**TASKS TO CARRY OUT**:
[a] Copy the passage of the lab on recurrent networks that begins at the words "# Lab5: Recurrent" and stops after "does mean nothing).".
[b] Decide whether each statement below agrees with the lab on recurrent networks. Answer yes or no for each and quote the deciding words from the lab. (i) In an LSTM, the state and the memory cell are usually the same. (ii) The dataset used comes from the Tab-Delimited Bilingual Sentence Pairs collection. (iii) LSTM deals with the gradient problem by limiting the model's effective time interval.

── TEXT TO READ ──

# Lab5: Recurrent Neural Network and LSTM

## Introduction
Sometimes, datapoints have time-dependent relationship.

* Audio sequence
* Text
* Video

In those situations, a datapoint have to be represented as $\{ x_t \}_{t=1}^T$, a sequence of datapoints over time. When we want to train a neural network on those kind of data, we need to exploit that temporal relationship (a word in a sentence, out of context, does mean nothing).

Recurrent Neural Networks (RNNs) are specific kind on Networks, mainly created for those kind of applications.

![](https://upload.wikimedia.org/wikipedia/commons/b/b5/Recurrent_neural_network_unfold.svg)

In a classical RNN model, each recurrent cell has an output $h_t$ for each time step $t>0$, and an internal memory, usually represented as $C_t$. To preserve temporal informations and simplify backpropagation, usually $C_t = h_{t-1}$ for any $t>1$. \\

Even if this approach works perfectly in theory, in practice there are some severe issues when the time interval is large (i.e. when $T$ is big), such as **vanishing gradient** or **exploding gradient**. This is a consequence that, in backpropagation with a $T$ time-step RNN, the gradient of a loss function $\ell(\{ x_t \}, \{ y_t \})$ w.r.t. a weight $w$ is:

$$
\Bigl(\frac{∂ℓ}{∂w}\Bigr)^T
$$

Thus, if $\frac{∂ℓ}{∂w}$ is low, this gradient vanishes for high $T$, while if it is large, it explodes for high $T$. \\

LSTM solves this issue by limiting the effective time-interval of the model, by letting the cell _lose memory_ during iterations, removing informations to $C_t$ over time. \\

![](https://miro.medium.com/max/662/1*mcHP77YF63SuqUGAIiBBsA.jpeg)

Thus, in LSTM we have two **different** output informations for each $t$: the _state_ $h_t$ and the memory cell $C_t$. Differently from classical RNNs, those are usually not the same. 

## Case of study: text-to-text translation
Application of RNNs (and, in particular, LSTM) are multiple:

* Time-series Classification
* NLP
* Text-to-Text translation
* ...

We will consider a text-to-text translation example, trying to use an LSTM to translate a sentence from English to French.

In [1]:
# Import libraries
import numpy as np
import tensorflow as tf
from tensorflow import keras as ks

## Download and Prepare the data

We will use a dataset from the Tab-Delimited Bilingual Sentence Pairs (TBSP) dataset (http://www.manythings.org/anki/). There, you can find a huge amount of dataset of short sentences from English to other languages, we can use for this task. Of course (since we are patriotic), we will choose English to Italian.

───
── EXTRACTED ENTRIES ──

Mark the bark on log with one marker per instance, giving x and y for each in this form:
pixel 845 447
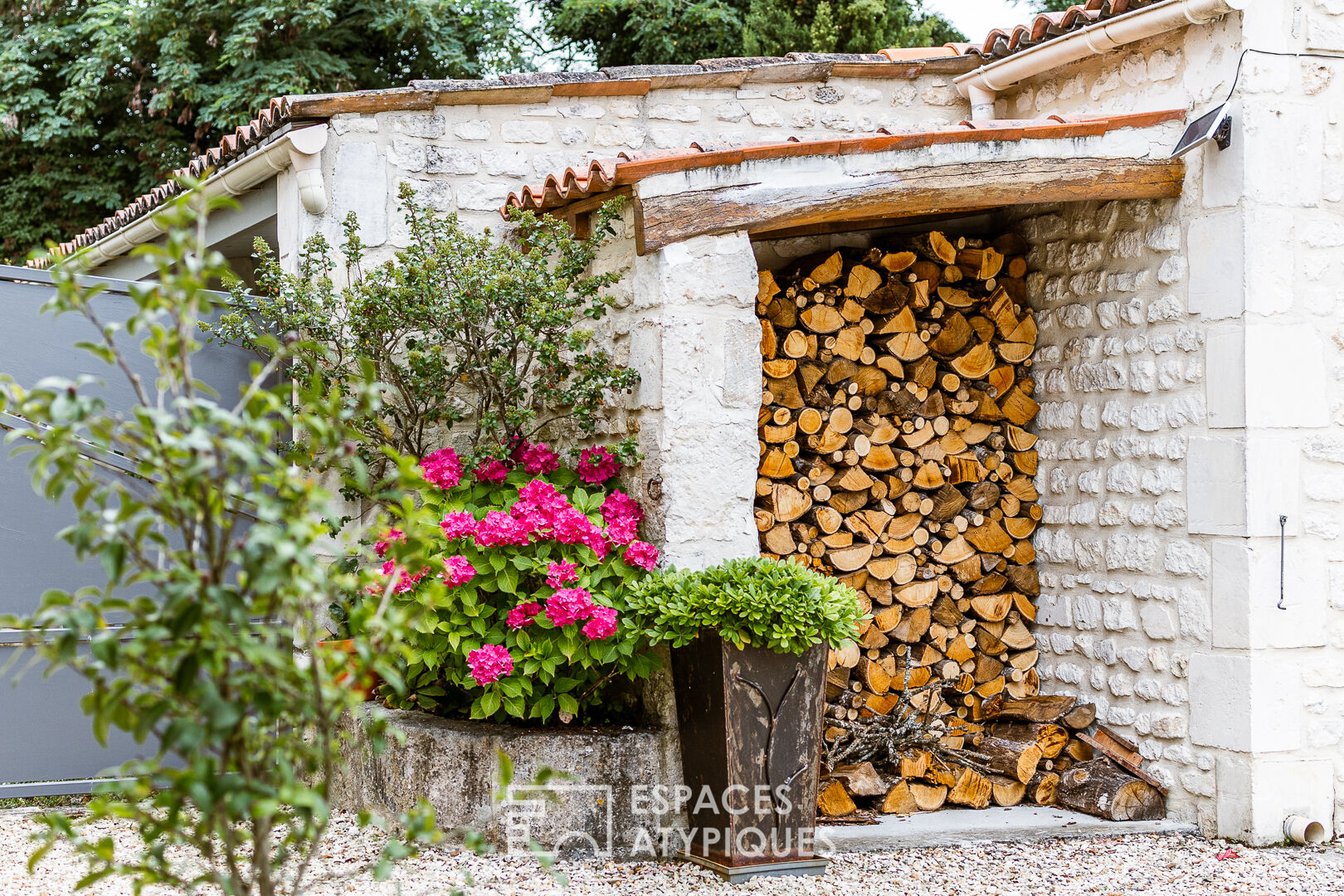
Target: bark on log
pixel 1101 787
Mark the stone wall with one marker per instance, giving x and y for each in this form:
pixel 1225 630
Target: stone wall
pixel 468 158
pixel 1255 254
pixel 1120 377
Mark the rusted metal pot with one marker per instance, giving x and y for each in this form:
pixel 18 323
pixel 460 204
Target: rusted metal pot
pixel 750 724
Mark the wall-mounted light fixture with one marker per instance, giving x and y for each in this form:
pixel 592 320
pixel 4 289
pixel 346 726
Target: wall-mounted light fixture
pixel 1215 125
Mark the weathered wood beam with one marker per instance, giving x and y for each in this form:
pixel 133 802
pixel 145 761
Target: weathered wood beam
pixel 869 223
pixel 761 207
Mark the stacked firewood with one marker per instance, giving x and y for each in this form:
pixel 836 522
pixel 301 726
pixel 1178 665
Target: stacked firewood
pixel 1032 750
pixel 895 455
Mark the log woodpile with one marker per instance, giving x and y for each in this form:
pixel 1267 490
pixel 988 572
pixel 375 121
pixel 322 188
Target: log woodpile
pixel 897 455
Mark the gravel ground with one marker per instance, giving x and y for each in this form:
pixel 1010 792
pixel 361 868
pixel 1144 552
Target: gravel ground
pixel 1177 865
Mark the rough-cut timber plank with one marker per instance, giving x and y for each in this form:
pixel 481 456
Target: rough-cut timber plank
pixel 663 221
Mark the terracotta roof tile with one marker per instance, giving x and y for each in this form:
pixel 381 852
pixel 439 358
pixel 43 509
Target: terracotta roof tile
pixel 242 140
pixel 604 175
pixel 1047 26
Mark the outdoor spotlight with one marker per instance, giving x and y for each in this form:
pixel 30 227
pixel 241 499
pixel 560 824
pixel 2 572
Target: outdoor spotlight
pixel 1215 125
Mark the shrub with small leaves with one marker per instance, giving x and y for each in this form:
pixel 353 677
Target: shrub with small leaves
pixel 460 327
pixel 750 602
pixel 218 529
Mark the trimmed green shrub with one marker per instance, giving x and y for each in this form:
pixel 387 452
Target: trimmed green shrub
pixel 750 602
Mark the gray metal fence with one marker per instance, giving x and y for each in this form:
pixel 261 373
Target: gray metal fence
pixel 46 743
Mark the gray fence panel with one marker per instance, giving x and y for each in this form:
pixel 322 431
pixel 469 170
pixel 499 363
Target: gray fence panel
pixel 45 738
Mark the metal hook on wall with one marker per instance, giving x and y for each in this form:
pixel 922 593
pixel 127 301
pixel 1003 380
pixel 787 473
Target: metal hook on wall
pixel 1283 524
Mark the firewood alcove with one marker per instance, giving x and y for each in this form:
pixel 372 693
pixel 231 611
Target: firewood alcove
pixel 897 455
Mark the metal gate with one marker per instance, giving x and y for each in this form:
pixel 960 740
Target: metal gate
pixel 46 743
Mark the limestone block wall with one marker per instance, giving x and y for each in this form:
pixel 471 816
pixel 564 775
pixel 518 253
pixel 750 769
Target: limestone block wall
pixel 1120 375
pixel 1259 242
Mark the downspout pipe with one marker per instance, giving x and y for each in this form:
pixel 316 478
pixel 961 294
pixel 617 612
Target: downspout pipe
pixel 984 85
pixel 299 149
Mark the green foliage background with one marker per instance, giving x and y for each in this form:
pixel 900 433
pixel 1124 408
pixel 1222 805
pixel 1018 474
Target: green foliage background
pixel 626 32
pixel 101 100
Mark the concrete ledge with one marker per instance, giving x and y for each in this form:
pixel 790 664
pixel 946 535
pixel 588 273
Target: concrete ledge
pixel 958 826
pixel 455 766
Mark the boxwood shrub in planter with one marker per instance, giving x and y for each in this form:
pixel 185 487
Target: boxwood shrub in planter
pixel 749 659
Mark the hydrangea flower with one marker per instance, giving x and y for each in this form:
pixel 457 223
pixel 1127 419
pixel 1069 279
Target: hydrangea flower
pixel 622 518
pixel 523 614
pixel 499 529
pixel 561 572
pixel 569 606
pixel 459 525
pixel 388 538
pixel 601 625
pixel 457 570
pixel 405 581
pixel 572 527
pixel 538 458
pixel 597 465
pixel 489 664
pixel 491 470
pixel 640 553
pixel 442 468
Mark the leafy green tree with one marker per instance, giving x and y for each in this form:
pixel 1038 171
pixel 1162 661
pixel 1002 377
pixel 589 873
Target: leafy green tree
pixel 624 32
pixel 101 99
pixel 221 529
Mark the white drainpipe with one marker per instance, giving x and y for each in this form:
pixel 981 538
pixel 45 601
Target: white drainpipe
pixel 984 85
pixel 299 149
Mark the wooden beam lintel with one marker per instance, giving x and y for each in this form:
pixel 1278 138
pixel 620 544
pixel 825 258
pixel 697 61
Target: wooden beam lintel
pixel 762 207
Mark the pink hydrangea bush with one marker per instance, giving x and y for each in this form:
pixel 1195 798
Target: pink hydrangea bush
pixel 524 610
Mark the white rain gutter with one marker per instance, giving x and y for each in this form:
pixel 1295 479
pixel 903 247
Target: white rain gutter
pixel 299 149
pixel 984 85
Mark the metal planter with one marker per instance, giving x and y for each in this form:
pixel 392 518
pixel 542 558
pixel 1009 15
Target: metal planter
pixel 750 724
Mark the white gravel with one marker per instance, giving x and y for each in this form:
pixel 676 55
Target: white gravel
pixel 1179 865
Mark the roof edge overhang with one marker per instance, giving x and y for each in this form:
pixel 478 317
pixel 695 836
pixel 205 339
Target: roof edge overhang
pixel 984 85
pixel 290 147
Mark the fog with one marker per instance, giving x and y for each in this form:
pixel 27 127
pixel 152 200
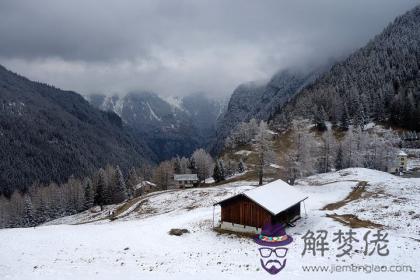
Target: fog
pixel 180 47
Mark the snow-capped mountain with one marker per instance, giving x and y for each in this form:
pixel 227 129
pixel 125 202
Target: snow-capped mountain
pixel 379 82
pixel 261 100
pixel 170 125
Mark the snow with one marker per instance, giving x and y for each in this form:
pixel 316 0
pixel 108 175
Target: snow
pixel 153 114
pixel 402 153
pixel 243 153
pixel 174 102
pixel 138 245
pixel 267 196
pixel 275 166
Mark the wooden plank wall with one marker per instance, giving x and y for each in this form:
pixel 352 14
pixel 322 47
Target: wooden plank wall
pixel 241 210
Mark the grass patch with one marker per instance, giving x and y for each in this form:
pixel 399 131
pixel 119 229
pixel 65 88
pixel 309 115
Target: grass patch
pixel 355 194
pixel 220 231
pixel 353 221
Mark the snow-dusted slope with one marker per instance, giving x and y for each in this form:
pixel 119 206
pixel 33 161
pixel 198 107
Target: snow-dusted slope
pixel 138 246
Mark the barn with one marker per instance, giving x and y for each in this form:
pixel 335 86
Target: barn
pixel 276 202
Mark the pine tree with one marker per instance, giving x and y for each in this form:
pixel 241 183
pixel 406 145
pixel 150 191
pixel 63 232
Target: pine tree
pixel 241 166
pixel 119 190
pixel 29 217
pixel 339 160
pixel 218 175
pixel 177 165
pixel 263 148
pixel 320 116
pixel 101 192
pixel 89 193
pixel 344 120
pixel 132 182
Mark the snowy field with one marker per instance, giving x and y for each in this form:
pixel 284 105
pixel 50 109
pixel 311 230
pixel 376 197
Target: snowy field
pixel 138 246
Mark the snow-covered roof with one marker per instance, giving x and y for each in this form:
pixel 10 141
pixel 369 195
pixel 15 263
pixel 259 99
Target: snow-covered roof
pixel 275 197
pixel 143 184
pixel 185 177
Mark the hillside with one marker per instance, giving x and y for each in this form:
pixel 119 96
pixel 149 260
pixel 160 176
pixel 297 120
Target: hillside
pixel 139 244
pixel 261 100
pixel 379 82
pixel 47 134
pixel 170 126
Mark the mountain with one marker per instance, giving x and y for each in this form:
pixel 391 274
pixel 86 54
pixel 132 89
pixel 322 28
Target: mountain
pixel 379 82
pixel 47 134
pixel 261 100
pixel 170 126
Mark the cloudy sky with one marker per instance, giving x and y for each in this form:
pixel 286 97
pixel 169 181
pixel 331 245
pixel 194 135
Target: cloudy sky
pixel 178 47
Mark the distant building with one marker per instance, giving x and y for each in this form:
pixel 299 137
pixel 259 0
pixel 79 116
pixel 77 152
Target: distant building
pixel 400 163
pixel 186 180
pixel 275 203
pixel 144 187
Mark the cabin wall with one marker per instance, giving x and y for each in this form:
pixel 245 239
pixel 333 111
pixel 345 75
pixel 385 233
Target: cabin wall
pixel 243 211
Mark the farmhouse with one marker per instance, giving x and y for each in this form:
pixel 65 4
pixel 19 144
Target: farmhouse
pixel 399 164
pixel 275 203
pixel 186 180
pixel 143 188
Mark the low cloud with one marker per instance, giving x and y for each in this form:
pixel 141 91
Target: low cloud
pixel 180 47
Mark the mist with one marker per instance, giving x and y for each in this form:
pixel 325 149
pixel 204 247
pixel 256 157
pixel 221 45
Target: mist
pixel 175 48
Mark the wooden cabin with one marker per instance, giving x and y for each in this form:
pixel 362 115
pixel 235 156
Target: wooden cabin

───

**SOLUTIONS TO THE EXERCISE**:
[a]
# Lab5: Recurrent Neural Network and LSTM

## Introduction
Sometimes, datapoints have time-dependent relationship.

* Audio sequence
* Text
* Video

In those situations, a datapoint have to be represented as $\{ x_t \}_{t=1}^T$, a sequence of datapoints over time. When we want to train a neural network on those kind of data, we need to exploit that temporal relationship (a word in a sentence, out of context, does mean nothing).

[b]
(i) No: "Differently from classical RNNs, those are usually not the same."
(ii) Yes: "We will use a dataset from the Tab-Delimited Bilingual Sentence Pairs (TBSP) dataset"
(iii) Yes: "LSTM solves this issue by limiting the effective time-interval of the model"